■ **Text section**:
-------------------------

It had been a reminder that bricks and mortar are not as solid as they look. Nothing about a house remains solid. We were only just beginning to learn that maintenance work never stops, something that may be obvious but it hadn't been to us. And it needs a certain attitude of mind to cope with the loads of things to do with looking after a house which need attention, the bodily equivalent of regular hair-cutting, teeth-filling and so on. We didn't have the right attitude. We moaned and groaned every time there was a leaking pipe, or a faulty electrical connection or a tile came off the roof. A house, our beloved house, was then in danger of becoming a nuisance, something we were close to resenting because it took up too much time to look after. We had to remind ourselves that we were very, very grateful to have a house at all.

-------------------------

■ **Written instruction A**: Pick out each row that contains the string "green" and copy it. Matching is case-sensitive.
None of the rows below have any connection to the passage on house upkeep.

-------------------------

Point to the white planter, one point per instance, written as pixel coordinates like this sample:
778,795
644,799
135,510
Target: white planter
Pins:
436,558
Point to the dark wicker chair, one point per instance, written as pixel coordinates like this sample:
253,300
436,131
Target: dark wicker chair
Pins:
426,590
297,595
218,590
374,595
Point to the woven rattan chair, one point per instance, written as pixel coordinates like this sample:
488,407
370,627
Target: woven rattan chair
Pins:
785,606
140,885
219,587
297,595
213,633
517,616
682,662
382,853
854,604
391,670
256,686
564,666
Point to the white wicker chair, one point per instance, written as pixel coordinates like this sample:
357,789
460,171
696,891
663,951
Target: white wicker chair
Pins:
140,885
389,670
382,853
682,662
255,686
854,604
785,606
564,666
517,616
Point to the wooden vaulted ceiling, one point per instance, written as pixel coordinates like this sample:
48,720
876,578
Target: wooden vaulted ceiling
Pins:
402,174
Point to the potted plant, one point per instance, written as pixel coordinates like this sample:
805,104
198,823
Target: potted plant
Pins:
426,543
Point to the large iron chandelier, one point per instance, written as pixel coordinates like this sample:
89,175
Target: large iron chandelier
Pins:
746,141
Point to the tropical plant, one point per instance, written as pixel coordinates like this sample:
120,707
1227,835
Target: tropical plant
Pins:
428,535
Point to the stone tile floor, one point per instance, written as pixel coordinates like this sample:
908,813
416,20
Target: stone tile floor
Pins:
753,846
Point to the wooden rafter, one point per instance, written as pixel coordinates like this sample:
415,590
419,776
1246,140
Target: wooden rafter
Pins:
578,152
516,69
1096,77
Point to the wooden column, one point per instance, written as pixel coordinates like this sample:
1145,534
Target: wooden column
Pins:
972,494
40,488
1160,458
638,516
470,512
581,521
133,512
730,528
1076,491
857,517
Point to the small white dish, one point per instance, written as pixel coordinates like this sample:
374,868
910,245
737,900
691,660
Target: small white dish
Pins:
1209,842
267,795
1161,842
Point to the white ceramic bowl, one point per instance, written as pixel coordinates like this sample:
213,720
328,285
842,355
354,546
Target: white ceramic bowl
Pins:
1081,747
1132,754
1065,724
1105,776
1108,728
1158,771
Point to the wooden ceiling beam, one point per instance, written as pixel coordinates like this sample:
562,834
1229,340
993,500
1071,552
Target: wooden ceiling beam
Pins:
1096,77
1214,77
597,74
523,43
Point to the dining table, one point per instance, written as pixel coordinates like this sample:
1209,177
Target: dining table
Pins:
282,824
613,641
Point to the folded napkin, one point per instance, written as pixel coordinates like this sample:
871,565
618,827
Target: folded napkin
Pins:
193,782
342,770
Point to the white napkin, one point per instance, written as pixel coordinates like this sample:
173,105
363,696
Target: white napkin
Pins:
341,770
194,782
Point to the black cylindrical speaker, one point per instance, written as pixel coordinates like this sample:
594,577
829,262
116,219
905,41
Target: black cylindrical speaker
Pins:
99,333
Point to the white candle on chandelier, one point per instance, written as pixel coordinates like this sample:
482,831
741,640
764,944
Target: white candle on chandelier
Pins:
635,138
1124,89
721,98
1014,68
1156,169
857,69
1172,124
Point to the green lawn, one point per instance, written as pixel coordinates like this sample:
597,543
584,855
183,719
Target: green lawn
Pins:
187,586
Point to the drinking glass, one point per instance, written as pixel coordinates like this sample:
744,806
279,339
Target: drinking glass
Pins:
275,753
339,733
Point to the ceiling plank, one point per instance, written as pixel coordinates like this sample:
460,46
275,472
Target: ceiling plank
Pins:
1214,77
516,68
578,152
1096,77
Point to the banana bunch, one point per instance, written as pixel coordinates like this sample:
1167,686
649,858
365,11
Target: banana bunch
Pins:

-------------------------

■ **Written instruction B**: Reproduce the full passage on house upkeep word for word.

■ **Final answer A**:
Point to the green lawn, one point per instance, written as pixel coordinates like this sample:
Target: green lawn

■ **Final answer B**:
It had been a reminder that bricks and mortar are not as solid as they look. Nothing about a house remains solid. We were only just beginning to learn that maintenance work never stops, something that may be obvious but it hadn't been to us. And it needs a certain attitude of mind to cope with the loads of things to do with looking after a house which need attention, the bodily equivalent of regular hair-cutting, teeth-filling and so on. We didn't have the right attitude. We moaned and groaned every time there was a leaking pipe, or a faulty electrical connection or a tile came off the roof. A house, our beloved house, was then in danger of becoming a nuisance, something we were close to resenting because it took up too much time to look after. We had to remind ourselves that we were very, very grateful to have a house at all.